Document passage –

■ ■ ■ ■

Jules and Jim (Francois Truffaut)

A bridge run.

If one would want to witness the sheer complexity of love without the utter abundance of unnecessary despair, then I believe that one should not look any further than this film. Although a visually joyful film, "Jules and Jim", based on the novel by Henri-Pierre Roche, is ironically all about the slow decay of a freewheeling love affair. The film's central focus, of course as suggested by the title, revolves around a friendship between two men and how time (or war) can never undo such a strong knot. But then again, the film is also about how a friendship can easily fall prey to the idiocy of romance, the bipolarity of love and the captivating beauty of a woman before they can even know what has hit them.
     
Effortlessly becoming the best of friends immediately after their first meeting, Jules and Jim's friendship is suddenly drawn into a moody yet, to a certain extent, wonderful ride of both love and life via an adventurously unpredictable woman named Catherine (perhaps a prelude to the character trope we now know as 'The Manic Pixie Dream Girl'). 
     
Francois Truffaut, a most visually playful auteur, is dead set on exploring love with a sure grasp of irony and relentless energy. "Jules and Jim", with its constant visual frolics and overall feel, is really hard to categorize within a single genre. Part-comedy, part-drama and part-romance (with some hints of war-time dramatics), the film is everything a cinephile can ask for. For the entirety of the film's almost 2 hours of running time, I was just engrossed with what I'm seeing, and it's not just about the film's pioneering visuals. Even when the three central characters are just talking, exchanging reflective remarks and laughing, one can still sense the same tight energy that was fully evident in the film's fast-lipped narration, silent film-like music and playful cinematography. This is definitely because of how well-realized and inspired the performances in the film really are, specifically by the centerpiece threesome comprised of Oskar Werner (Jules), Henri Serre (Jim) and Jeanne Moreau (Catherine).

■ ■ ■ ■

Required task 1 –
Display each line of the rows that contains the string "target".
The review and the rows that follow have no connection to each other.

■ ■ ■ ■

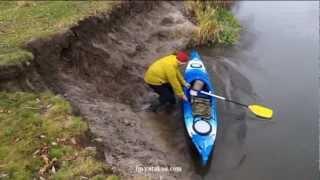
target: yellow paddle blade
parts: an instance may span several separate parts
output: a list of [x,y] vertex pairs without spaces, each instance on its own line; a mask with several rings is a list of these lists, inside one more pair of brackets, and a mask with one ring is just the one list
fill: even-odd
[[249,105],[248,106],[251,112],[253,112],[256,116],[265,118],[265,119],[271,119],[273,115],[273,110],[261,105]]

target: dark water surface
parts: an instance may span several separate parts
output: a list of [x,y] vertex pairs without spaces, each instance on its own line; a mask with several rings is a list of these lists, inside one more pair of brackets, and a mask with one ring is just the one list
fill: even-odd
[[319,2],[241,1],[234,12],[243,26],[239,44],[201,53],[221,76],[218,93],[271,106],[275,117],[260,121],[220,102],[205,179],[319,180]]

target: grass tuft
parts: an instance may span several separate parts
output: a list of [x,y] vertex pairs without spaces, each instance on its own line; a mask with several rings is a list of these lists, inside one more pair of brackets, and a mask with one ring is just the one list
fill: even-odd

■ ■ ■ ■

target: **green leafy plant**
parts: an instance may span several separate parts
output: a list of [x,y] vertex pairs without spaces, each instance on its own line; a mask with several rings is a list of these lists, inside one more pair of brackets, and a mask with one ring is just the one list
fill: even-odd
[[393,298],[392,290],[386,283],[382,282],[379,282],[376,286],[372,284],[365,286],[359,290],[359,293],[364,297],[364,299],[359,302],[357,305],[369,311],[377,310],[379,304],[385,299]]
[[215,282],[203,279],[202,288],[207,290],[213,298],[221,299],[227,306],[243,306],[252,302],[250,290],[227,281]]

■ ■ ■ ■

Required task 2 –
In the Jules and Jim review, which actor plays Catherine?

Exercise solution 1 –
target: yellow paddle blade
target: dark water surface
target: grass tuft
target: **green leafy plant**

Exercise solution 2 –
Jeanne Moreau